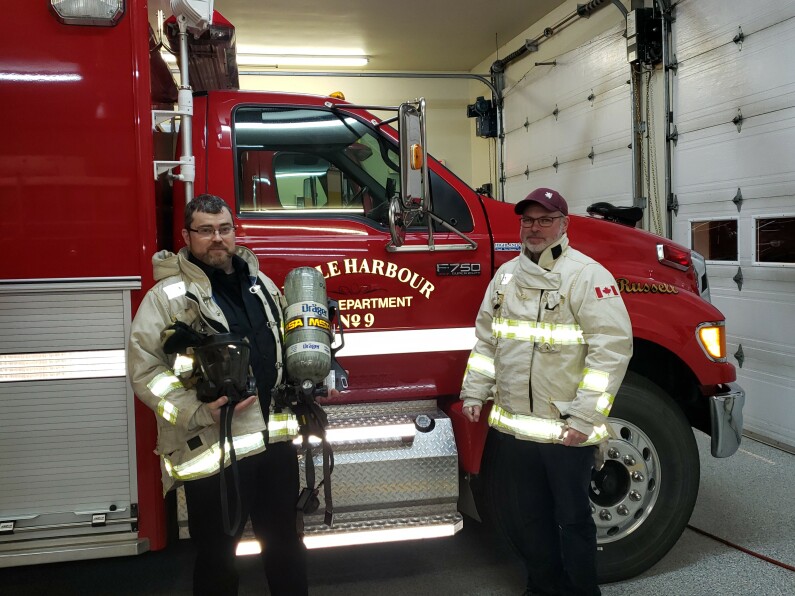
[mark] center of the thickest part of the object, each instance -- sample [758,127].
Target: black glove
[179,337]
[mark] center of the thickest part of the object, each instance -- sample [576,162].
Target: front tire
[643,497]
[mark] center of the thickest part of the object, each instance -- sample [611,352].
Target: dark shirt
[246,316]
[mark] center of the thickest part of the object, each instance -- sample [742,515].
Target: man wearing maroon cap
[554,342]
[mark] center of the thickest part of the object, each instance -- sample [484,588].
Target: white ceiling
[401,35]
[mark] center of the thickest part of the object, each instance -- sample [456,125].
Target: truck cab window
[311,161]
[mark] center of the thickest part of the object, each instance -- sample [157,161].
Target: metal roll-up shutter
[67,437]
[734,182]
[568,126]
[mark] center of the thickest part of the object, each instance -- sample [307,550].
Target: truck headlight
[712,338]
◆ ◆ ◆ ◆ ◆ ◆ ◆
# THE REQUEST:
Turn the lines above into a numbered list, skipping any blank lines and leaving out the picture.

# FULL OUTPUT:
1. [mark] center of the thickest part of the object, each instance -- sample [758,127].
2. Target: black glove
3. [179,337]
4. [mark] center of the thickest part of the object, each instance -- sample [576,162].
5. Target: front tire
6. [643,497]
7. [mark] center of the thickest part of the object, each instance -- sample [611,352].
8. Target: dark shirt
9. [246,316]
10. [mark] center of the thickest part of the object, each instance -- sample [742,515].
11. Target: man wearing maroon cap
12. [554,342]
13. [mark] center of the thickest part of the object, each instance -- sample [484,588].
14. Target: white ceiling
15. [401,35]
16. [mark] center of the thickest part of the object, each instance -- sample [456,125].
17. Target: truck cab window
18. [311,161]
19. [mark] center of the thickest part of the object, each instance -- sample [157,161].
20. Target: metal roll-up shutter
21. [67,437]
22. [734,182]
23. [568,126]
24. [mark] center of the thickest part of the object, each instance -- sample [307,550].
25. Target: truck headlight
26. [712,338]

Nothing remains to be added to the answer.